_Requirement A_.
Retype the records from their first line through the line that contains "276 176 L 276", keeping every character identical.

_Provided passage_.
Week 10- 350/250/100
Week 9- 350/225/100
Week 8- 365/225/100
Week 7- 365/200/100
Week 6- 375/175/100
Week 5- 375/150/100
Week 4- Same
Week 3- Same
Week 2- Same
Last week- 350/100/100
7 days- 1 gal water
6 days- 1.5 gal water
5 days- 2 gal water
4 days- 1.5 gal water
3 days- 1 gal water
2 days- .5 gal water
1 day- .25gal water before 3pm, glass of red wine before bed
Day of the show- Carb load with donuts in the morning washed down with a glass of red wine, rice cakes before stepping on stage


What do you all think about my cardio idea? What about my dieting and water idea? This is my first show ever so it's a big experiment

----------


## FireGuy

At 10 weeks out I would be doing cardio every day for at least 45 minutes, you have plenty of calories in that diet to hold your muscle. I dont like your water idea but we can visit that situation when it becomes necessary.

----------


## D7M

out of curiosity...what's the rational behind the glass of red wine?

----------


## FireGuy

Some use alcohol as a vasodialator prior to going on stage.

----------


## D7M

> Some use alcohol as a vasodialator prior to going on stage.


And one glass of red wine will give that effect? Interesting.

----------


## FireGuy

When you are in contest shape you can see radical changes in your body just from eating a meal.

----------


## D7M

Ah, true. thanks.

----------


## CMPD213

> At 10 weeks out I would be doing cardio every day for at least 45 minutes, you have plenty of calories in that diet to hold your muscle. I dont like your water idea but we can visit that situation when it becomes necessary.


Alright, i'll kick the cardio up a notch.. I mean worst case scenario you see my 8 weeks out pictures and tell me to change something haha... That water idea was exactly that, an idea, i don't know much about it but we have time to talk about that




> out of curiosity...what's the rational behind the glass of red wine?


Like fireguy said it helps with vascularity and i hear it actually helps take some extra water out of your system because your kidneys use water to try and break down the alchohol.. Not sure how true it is but i'll try it

----------


## FireGuy

Bump for the 8 week update with pics.

_Extracted material_.
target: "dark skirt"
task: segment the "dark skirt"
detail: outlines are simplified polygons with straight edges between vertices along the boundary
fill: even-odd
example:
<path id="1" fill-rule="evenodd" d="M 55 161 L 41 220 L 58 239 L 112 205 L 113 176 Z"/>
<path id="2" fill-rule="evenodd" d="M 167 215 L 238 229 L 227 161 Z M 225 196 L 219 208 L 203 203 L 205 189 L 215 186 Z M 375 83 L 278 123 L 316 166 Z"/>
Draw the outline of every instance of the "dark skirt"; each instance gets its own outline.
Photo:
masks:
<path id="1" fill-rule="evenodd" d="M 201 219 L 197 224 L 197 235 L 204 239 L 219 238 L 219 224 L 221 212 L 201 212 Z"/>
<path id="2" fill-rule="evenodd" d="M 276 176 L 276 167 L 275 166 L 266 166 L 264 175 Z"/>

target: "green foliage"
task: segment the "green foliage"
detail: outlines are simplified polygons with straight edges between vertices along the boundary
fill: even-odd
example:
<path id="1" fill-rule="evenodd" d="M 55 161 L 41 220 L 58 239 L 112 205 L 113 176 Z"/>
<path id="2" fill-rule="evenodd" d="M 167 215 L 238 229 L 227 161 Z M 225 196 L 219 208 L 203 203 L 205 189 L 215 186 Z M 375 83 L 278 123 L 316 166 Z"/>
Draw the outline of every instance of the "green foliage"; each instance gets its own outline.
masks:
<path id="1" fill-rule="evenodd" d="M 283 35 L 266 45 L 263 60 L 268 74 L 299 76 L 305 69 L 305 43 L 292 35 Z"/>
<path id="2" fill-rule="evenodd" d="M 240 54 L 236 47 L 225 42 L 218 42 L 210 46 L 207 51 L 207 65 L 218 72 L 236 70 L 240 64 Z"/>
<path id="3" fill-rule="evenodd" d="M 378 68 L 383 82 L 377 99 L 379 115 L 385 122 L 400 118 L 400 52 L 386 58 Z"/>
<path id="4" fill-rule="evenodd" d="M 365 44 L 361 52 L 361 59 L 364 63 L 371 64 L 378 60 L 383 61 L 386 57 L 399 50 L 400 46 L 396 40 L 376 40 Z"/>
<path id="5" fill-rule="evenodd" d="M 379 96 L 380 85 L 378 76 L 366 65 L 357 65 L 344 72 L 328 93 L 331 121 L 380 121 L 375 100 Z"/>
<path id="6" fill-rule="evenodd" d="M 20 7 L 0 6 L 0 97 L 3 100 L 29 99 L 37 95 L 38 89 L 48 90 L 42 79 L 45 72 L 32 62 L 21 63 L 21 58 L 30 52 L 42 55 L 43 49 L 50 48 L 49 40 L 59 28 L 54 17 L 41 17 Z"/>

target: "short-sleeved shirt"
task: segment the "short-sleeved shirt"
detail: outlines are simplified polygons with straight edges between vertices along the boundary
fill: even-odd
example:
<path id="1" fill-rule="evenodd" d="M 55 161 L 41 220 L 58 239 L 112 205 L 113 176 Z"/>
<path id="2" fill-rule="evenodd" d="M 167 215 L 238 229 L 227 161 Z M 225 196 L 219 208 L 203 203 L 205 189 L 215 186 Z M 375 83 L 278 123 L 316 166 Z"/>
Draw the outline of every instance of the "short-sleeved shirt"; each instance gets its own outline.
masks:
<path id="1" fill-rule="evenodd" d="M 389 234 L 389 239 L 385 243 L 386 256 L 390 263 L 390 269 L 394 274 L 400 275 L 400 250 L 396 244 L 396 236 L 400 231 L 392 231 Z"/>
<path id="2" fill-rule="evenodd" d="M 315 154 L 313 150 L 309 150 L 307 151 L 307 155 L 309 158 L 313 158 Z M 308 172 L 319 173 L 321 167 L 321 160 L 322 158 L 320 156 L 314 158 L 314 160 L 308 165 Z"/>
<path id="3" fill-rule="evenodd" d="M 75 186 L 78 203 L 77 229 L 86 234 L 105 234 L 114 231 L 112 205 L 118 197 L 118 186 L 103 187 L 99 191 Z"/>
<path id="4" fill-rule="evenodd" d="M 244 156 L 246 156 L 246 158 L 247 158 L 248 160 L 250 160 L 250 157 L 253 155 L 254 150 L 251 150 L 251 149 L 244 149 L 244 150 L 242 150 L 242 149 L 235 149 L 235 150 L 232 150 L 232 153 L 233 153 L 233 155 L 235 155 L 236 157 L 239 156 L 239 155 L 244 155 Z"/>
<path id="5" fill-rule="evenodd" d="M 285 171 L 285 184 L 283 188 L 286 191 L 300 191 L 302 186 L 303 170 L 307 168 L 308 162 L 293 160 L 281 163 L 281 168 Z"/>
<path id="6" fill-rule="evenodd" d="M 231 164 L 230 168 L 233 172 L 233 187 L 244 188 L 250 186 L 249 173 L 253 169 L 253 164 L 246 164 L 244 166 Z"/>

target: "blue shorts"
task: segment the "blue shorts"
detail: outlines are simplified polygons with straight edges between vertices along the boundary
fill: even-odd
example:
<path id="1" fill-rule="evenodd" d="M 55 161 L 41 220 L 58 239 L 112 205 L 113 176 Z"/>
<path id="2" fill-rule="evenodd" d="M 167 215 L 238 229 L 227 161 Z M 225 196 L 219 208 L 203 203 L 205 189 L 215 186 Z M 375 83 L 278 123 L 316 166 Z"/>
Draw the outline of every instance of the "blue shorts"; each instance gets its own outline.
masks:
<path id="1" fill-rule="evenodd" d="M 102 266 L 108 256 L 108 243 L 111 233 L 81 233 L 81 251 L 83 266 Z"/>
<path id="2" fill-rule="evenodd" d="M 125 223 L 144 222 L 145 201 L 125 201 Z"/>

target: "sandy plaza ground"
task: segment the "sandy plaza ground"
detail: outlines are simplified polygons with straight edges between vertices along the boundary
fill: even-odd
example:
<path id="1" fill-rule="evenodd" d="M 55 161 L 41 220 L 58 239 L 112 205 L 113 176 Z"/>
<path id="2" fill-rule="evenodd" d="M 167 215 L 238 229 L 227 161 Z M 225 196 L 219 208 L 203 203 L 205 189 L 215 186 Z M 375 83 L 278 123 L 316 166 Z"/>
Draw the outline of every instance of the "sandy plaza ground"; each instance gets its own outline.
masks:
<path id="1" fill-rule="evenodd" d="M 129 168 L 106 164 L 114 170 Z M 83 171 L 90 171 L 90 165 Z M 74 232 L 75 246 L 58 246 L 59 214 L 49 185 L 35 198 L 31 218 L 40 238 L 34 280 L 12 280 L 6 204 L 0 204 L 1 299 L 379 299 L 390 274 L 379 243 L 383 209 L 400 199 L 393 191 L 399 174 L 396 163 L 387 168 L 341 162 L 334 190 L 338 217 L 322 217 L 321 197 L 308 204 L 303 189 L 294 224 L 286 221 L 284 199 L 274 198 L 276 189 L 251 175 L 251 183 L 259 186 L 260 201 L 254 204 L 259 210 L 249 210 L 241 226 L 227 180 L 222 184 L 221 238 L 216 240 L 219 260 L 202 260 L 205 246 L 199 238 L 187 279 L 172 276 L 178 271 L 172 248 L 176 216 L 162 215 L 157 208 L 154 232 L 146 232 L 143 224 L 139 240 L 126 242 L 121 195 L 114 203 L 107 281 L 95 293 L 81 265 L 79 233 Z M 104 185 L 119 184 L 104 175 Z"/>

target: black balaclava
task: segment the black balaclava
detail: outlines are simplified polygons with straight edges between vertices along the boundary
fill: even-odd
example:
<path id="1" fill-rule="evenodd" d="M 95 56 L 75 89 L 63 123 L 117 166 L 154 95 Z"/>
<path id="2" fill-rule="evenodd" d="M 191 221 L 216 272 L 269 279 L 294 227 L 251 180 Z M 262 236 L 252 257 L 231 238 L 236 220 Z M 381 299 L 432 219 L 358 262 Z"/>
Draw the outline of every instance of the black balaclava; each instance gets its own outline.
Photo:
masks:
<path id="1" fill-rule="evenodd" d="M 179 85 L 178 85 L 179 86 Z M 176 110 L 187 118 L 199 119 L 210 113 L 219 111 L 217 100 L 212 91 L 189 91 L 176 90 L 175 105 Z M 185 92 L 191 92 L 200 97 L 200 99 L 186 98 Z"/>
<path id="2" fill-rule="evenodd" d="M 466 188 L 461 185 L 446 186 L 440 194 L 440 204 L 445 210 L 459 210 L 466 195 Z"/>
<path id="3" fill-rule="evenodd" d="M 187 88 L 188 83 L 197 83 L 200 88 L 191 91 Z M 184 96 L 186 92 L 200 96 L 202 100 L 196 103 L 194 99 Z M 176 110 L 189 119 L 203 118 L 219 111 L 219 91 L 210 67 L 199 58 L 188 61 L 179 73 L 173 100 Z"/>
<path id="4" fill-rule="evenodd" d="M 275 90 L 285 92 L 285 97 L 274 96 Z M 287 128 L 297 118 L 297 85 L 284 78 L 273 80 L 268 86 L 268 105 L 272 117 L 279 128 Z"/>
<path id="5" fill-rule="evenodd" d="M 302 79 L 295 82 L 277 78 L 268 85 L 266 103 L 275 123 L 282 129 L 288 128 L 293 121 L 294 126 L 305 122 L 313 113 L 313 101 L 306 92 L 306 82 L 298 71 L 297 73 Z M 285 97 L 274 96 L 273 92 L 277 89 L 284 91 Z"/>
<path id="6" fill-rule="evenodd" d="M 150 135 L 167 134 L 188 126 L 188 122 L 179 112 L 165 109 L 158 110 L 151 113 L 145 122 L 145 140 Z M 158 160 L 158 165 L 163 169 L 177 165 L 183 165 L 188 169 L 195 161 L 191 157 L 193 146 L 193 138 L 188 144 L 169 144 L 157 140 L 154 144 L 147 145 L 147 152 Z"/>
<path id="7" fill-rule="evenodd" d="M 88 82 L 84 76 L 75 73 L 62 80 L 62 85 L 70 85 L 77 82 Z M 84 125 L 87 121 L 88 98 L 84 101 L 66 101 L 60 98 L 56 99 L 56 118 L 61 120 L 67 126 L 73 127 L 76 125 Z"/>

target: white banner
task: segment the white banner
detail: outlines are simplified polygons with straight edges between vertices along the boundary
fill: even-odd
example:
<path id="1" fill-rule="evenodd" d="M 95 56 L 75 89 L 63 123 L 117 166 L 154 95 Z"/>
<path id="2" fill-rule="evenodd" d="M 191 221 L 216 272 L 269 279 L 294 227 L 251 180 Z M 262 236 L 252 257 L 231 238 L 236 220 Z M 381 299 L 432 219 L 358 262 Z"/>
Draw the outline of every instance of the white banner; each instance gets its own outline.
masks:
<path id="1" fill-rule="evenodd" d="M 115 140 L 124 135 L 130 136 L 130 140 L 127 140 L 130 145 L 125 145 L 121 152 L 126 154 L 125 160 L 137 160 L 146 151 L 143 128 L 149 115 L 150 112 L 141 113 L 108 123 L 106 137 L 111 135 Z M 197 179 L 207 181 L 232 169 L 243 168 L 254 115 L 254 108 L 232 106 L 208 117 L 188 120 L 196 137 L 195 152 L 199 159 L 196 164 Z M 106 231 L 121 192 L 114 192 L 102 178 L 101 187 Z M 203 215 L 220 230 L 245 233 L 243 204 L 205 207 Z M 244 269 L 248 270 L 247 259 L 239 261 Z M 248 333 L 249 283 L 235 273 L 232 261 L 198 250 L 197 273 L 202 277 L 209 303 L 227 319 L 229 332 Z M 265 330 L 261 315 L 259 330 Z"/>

_Requirement B_.
Echo the full contest-prep forum thread back word for word.

_Written solution A_.
target: "dark skirt"
task: segment the "dark skirt"
detail: outlines are simplified polygons with straight edges between vertices along the boundary
fill: even-odd
example:
<path id="1" fill-rule="evenodd" d="M 55 161 L 41 220 L 58 239 L 112 205 L 113 176 Z"/>
<path id="2" fill-rule="evenodd" d="M 167 215 L 238 229 L 227 161 Z M 225 196 L 219 208 L 203 203 L 205 189 L 215 186 Z M 375 83 L 278 123 L 316 166 Z"/>
Draw the outline of every instance of the "dark skirt"; each instance gets its own outline.
Photo:
masks:
<path id="1" fill-rule="evenodd" d="M 201 219 L 197 224 L 197 235 L 204 239 L 219 238 L 219 224 L 221 212 L 201 212 Z"/>
<path id="2" fill-rule="evenodd" d="M 276 176 L 276 167 L 275 166 L 266 166 L 264 175 Z"/>

_Written solution B_.
Week 10- 350/250/100
Week 9- 350/225/100
Week 8- 365/225/100
Week 7- 365/200/100
Week 6- 375/175/100
Week 5- 375/150/100
Week 4- Same
Week 3- Same
Week 2- Same
Last week- 350/100/100
7 days- 1 gal water
6 days- 1.5 gal water
5 days- 2 gal water
4 days- 1.5 gal water
3 days- 1 gal water
2 days- .5 gal water
1 day- .25gal water before 3pm, glass of red wine before bed
Day of the show- Carb load with donuts in the morning washed down with a glass of red wine, rice cakes before stepping on stage


What do you all think about my cardio idea? What about my dieting and water idea? This is my first show ever so it's a big experiment

----------


## FireGuy

At 10 weeks out I would be doing cardio every day for at least 45 minutes, you have plenty of calories in that diet to hold your muscle. I dont like your water idea but we can visit that situation when it becomes necessary.

----------


## D7M

out of curiosity...what's the rational behind the glass of red wine?

----------


## FireGuy

Some use alcohol as a vasodialator prior to going on stage.

----------


## D7M

> Some use alcohol as a vasodialator prior to going on stage.


And one glass of red wine will give that effect? Interesting.

----------


## FireGuy

When you are in contest shape you can see radical changes in your body just from eating a meal.

----------


## D7M

Ah, true. thanks.

----------


## CMPD213

> At 10 weeks out I would be doing cardio every day for at least 45 minutes, you have plenty of calories in that diet to hold your muscle. I dont like your water idea but we can visit that situation when it becomes necessary.


Alright, i'll kick the cardio up a notch.. I mean worst case scenario you see my 8 weeks out pictures and tell me to change something haha... That water idea was exactly that, an idea, i don't know much about it but we have time to talk about that




> out of curiosity...what's the rational behind the glass of red wine?


Like fireguy said it helps with vascularity and i hear it actually helps take some extra water out of your system because your kidneys use water to try and break down the alchohol.. Not sure how true it is but i'll try it

----------


## FireGuy

Bump for the 8 week update with pics.